> _What the task requires_:
Below are some records; quote exactly the lines from the one that contains "on rock in the photo above." through the one that contains "fallen leaf in the photo above.", inclusive, and no others.

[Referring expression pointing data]

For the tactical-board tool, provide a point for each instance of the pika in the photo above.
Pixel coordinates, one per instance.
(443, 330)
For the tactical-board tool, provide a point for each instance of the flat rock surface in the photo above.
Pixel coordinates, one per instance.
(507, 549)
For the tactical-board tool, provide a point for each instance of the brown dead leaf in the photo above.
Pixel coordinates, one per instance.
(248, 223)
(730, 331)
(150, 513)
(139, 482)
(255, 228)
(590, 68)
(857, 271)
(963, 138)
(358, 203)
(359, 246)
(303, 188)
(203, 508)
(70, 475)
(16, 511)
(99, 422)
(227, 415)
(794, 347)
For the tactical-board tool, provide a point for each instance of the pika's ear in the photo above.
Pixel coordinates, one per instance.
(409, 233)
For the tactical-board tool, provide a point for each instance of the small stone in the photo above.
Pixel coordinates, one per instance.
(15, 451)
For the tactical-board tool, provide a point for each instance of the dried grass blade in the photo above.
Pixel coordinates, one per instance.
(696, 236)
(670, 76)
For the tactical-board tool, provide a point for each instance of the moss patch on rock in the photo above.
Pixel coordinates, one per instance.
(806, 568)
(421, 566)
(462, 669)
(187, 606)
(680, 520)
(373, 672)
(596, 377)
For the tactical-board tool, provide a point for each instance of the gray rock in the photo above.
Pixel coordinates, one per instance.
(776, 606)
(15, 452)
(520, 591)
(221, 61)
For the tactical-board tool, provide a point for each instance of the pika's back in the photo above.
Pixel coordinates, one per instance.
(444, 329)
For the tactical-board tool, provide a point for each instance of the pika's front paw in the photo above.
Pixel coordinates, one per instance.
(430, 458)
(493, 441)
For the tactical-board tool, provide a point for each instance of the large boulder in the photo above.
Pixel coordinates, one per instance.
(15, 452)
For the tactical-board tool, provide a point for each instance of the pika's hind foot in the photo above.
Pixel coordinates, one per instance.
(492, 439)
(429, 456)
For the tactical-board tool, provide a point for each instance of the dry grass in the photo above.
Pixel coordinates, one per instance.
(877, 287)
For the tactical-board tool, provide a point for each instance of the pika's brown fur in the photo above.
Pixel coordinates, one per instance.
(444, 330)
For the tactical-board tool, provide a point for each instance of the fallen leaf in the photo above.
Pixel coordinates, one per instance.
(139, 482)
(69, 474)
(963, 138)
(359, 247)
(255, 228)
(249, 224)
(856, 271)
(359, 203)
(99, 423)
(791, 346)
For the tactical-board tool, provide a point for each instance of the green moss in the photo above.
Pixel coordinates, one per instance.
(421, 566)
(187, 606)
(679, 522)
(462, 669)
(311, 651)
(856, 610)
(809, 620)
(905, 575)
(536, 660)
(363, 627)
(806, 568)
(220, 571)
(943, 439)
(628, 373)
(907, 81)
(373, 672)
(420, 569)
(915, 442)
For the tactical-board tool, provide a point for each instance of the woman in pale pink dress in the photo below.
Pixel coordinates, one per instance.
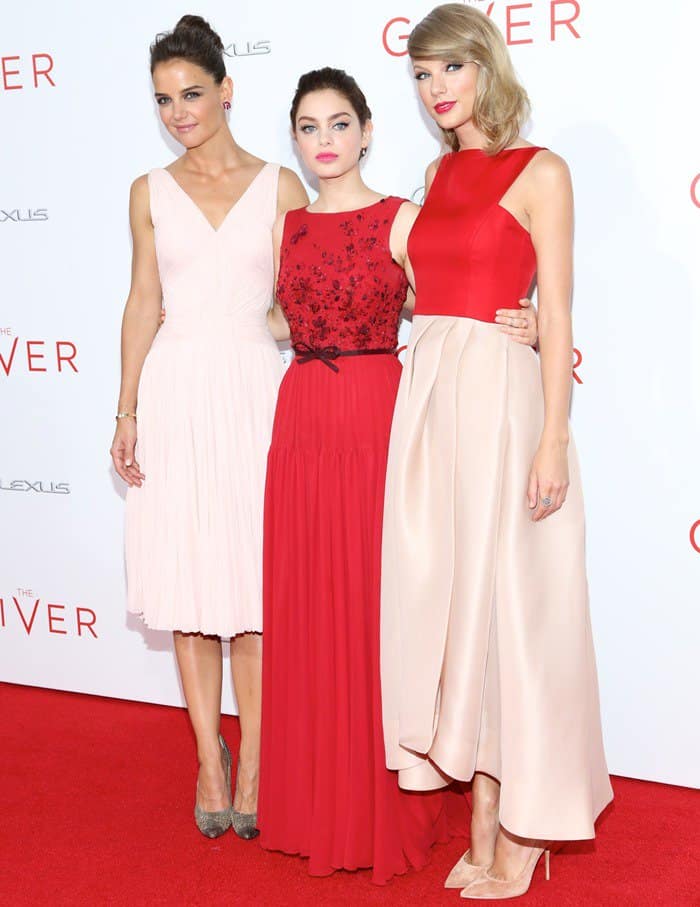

> _Answer to this problem_:
For the tactical-board tool, provide a point for each instance of the moss patch on rock in the photo above.
Pixel coordinates, one per instance.
(806, 568)
(421, 566)
(462, 669)
(187, 606)
(680, 520)
(373, 672)
(596, 377)
For the tactical-board tool, provide a point for each instance of the gray rock in the photo above.
Pixel coordinates, one per instance.
(776, 606)
(15, 452)
(520, 591)
(221, 61)
For the tactical-board tool, provide a point for each instance of the pika's back in the photo above.
Pixel coordinates, one per instance.
(444, 329)
For the tactical-board tool, provide a point for each instance of the pika's front paw in the photo above.
Pixel coordinates, one per instance.
(430, 458)
(493, 441)
For the tactical-board tool, provide a point for each instance of the large boulder in the photo above.
Pixel coordinates, one per instance.
(15, 452)
For the tactical-board tool, provide a point for each instance of the pika's hind foot in the photo above.
Pixel coordinates, one per instance.
(492, 439)
(429, 456)
For the tactical-board tool, provide a point for each instance of the dry grass in the photo above.
Pixel coordinates, one per instance.
(877, 287)
For the tactical-board tool, provide a point for each instance of the pika's brown fur in the photo above.
Pixel coordinates, one per instance.
(444, 330)
For the tactical-board tool, provide a point for each instance of the fallen leaf in the photo above.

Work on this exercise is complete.